**Prompt:** Scan the entries below for the word "balloon" and copy every line where it turns up.

START Materials provided

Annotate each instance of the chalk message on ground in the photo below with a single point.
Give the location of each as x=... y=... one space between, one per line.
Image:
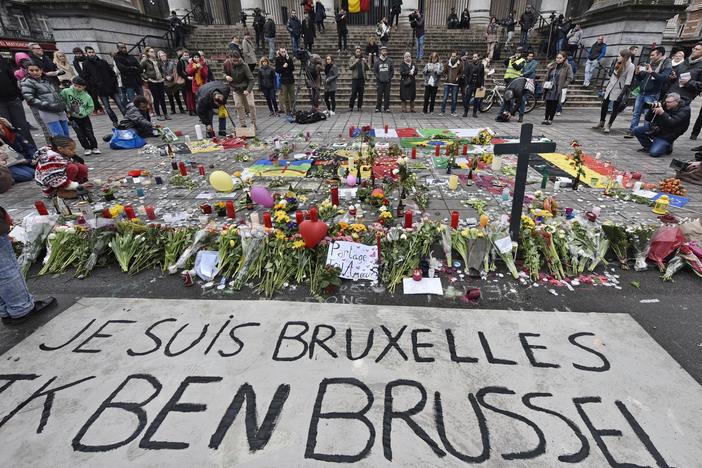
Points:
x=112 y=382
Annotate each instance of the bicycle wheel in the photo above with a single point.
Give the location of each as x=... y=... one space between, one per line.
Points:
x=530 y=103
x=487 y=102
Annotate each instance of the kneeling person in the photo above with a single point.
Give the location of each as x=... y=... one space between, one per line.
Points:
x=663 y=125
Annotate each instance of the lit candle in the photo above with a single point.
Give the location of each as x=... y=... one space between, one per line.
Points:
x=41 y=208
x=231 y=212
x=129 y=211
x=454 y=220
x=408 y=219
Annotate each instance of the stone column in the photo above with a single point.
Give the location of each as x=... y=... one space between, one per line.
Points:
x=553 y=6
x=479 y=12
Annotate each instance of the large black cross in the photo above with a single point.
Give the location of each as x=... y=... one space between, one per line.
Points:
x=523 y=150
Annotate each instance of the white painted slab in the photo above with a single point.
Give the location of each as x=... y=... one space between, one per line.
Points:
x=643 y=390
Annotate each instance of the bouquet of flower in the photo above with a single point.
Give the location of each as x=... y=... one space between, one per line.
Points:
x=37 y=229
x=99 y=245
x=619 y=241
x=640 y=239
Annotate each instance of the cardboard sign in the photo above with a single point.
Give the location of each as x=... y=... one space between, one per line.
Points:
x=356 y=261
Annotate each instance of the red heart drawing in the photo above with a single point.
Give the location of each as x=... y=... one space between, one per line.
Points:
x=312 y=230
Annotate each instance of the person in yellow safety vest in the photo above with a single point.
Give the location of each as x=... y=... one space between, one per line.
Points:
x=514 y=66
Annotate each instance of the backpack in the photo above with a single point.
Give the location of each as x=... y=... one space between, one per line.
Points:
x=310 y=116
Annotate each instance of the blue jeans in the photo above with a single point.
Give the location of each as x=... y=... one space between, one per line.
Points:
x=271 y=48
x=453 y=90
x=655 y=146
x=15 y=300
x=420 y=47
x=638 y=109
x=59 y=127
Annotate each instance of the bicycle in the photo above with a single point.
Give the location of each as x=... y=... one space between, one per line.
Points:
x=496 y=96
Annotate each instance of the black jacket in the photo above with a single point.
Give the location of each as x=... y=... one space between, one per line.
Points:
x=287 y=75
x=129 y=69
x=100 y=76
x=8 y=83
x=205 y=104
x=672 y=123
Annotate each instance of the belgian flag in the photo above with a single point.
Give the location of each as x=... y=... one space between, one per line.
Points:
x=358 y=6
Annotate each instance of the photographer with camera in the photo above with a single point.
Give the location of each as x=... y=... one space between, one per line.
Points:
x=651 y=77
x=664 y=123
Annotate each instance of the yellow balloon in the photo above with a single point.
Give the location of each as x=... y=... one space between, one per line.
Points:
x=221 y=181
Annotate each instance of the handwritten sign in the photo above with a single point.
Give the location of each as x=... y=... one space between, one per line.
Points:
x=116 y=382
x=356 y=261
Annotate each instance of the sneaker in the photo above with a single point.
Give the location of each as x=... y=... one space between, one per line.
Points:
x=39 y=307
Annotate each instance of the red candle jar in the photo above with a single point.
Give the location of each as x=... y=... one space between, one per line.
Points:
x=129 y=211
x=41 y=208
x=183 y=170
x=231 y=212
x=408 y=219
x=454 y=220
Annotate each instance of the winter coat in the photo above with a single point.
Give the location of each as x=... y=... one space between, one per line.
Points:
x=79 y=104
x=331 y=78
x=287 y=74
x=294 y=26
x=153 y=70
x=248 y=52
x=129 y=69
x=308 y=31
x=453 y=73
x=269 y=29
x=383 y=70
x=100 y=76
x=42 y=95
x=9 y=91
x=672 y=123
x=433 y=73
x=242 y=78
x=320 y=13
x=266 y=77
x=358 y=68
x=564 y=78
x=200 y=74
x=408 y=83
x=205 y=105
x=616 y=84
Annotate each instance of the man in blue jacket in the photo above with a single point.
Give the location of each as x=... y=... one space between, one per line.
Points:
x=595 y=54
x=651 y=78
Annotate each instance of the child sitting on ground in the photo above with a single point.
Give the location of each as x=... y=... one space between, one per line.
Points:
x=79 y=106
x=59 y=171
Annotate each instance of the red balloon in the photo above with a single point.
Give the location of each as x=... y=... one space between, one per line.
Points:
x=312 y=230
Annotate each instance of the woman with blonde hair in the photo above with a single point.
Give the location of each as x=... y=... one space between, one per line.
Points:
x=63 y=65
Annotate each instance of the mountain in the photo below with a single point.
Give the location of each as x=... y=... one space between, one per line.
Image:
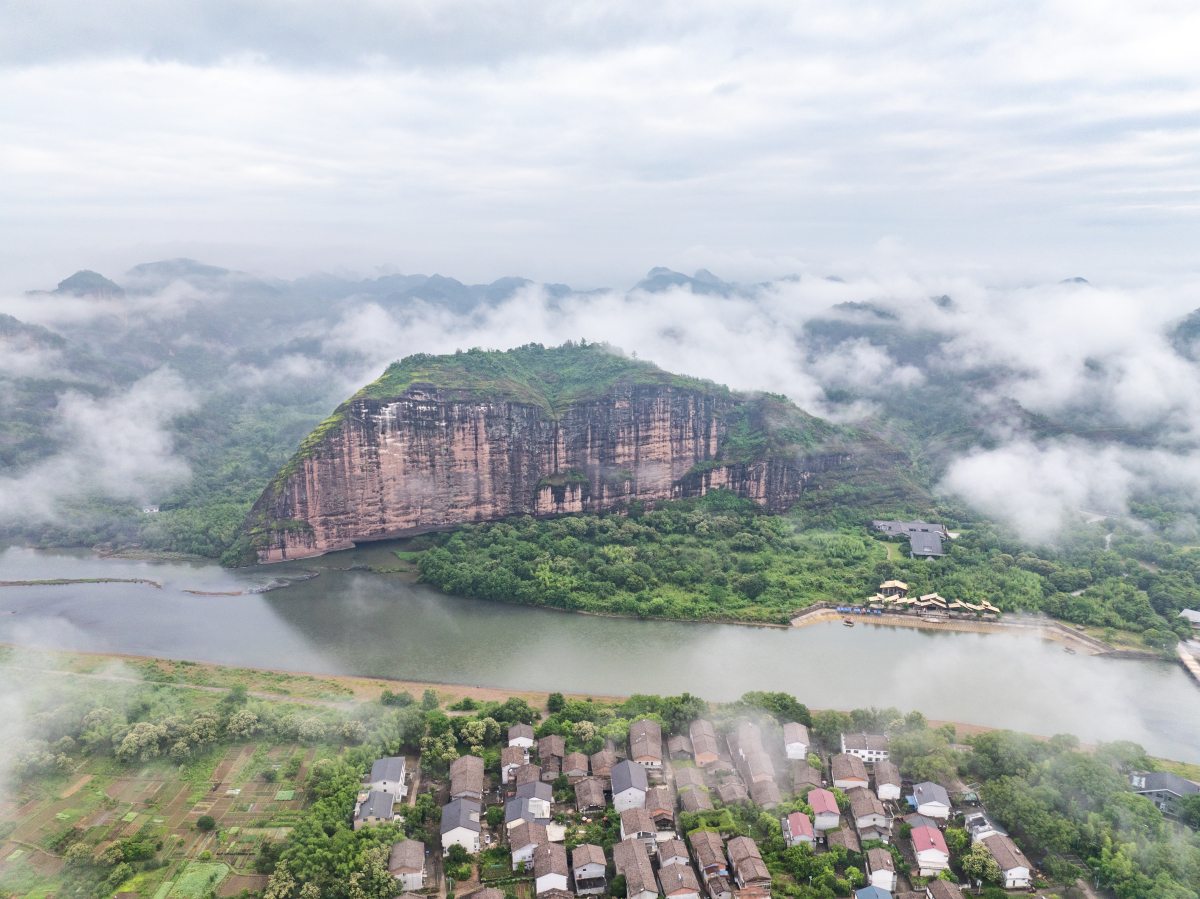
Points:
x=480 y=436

END Materials provided
START Materials provided

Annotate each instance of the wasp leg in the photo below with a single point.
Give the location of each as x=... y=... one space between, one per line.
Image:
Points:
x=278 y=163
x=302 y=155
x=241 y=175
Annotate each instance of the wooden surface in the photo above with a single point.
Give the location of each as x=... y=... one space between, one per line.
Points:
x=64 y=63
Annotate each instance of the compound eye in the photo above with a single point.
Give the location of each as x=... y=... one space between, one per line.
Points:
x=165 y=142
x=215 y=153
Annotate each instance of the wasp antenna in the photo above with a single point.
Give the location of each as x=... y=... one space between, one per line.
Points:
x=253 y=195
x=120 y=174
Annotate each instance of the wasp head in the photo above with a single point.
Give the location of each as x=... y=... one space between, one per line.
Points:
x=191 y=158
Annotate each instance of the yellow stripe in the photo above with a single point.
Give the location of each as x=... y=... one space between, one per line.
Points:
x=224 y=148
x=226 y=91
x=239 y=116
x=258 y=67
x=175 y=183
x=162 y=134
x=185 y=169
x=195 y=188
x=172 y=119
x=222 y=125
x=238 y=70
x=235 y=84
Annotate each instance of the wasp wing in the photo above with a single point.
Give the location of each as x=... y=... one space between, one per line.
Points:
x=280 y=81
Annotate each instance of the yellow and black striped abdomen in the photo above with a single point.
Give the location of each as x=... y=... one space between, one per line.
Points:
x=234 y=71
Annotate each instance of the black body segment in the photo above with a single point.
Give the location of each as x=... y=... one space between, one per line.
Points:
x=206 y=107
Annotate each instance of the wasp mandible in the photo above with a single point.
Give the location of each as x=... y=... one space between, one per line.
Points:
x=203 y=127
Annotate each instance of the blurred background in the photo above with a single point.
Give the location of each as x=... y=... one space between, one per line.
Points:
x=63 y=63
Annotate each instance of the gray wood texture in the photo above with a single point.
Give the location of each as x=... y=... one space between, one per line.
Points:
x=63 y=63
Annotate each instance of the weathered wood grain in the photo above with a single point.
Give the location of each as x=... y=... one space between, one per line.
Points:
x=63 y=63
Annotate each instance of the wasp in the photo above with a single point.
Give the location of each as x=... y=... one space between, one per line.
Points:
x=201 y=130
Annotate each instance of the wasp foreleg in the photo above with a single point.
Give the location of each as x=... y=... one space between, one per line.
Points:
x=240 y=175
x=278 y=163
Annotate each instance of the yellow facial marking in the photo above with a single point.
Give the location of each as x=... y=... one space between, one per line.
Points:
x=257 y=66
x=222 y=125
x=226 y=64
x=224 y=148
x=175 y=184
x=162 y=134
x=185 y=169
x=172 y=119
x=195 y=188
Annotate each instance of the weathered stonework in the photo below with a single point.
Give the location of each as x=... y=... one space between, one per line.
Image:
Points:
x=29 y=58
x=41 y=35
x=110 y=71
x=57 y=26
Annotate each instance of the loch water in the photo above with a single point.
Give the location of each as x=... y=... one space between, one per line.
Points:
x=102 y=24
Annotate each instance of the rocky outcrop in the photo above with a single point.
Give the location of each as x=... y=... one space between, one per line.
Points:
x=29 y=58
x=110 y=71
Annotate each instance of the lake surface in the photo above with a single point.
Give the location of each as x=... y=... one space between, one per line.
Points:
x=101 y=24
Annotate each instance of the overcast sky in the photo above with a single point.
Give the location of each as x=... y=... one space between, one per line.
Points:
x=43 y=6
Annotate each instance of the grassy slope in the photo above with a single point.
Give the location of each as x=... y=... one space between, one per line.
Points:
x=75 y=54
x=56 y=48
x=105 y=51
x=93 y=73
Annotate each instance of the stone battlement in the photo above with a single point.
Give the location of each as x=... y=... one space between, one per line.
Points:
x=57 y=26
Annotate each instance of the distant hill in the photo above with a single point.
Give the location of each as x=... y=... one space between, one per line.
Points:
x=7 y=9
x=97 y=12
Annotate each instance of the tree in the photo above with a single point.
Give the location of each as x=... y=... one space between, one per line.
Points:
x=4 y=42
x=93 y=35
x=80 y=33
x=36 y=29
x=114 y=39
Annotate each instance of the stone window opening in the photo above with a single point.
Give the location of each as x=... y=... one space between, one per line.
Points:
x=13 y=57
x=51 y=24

END Materials provided
START Materials provided

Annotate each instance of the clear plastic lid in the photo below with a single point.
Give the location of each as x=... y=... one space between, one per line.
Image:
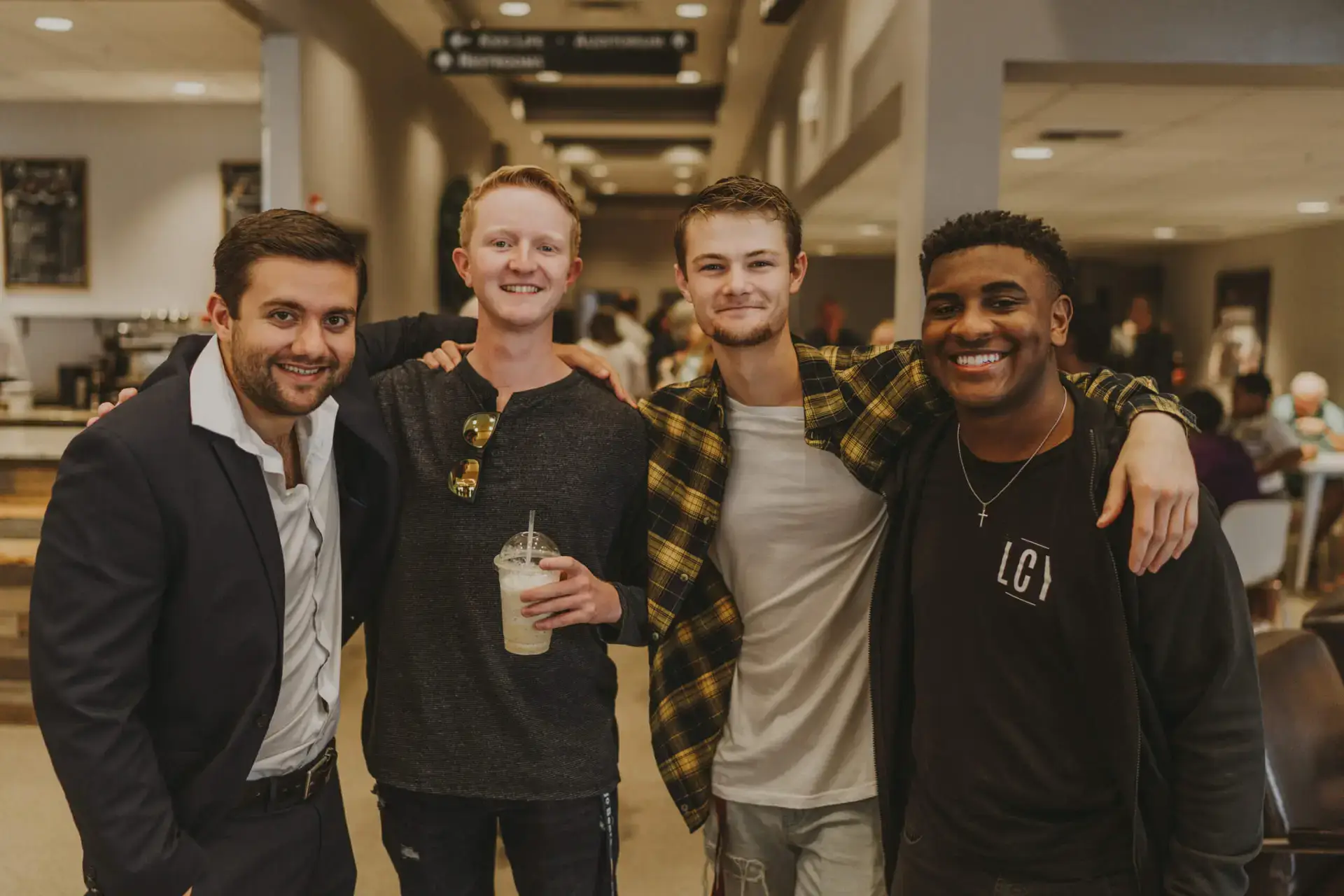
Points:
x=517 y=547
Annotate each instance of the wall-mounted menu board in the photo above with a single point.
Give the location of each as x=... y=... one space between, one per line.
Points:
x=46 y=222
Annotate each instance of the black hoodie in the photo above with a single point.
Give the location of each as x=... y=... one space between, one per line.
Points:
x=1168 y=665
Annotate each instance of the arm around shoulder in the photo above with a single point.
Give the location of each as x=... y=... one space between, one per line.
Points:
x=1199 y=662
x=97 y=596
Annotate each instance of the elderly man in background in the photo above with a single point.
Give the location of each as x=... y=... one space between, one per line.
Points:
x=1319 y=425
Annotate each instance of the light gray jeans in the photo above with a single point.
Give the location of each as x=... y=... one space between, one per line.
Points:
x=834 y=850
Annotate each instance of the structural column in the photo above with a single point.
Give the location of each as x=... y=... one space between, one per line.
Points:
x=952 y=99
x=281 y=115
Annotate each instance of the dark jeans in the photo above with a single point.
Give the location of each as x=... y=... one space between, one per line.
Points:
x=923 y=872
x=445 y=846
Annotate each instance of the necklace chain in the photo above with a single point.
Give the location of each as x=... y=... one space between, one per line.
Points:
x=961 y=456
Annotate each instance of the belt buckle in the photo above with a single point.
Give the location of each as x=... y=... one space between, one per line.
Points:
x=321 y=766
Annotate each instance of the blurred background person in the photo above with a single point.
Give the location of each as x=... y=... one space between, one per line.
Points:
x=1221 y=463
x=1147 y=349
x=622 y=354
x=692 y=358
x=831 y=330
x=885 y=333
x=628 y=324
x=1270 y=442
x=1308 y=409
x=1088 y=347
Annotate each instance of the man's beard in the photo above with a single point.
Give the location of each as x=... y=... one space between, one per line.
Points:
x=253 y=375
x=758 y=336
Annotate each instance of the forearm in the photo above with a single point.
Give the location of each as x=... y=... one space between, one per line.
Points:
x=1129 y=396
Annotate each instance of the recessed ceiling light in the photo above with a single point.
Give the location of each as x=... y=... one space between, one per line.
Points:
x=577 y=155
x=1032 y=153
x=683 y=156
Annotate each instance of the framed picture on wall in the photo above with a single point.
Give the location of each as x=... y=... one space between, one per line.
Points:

END Materials provided

**Your response:**
Annotate each instance of the yellow balloon in the photo above with a single point.
Annotate each instance of the red balloon in the photo above with a single point.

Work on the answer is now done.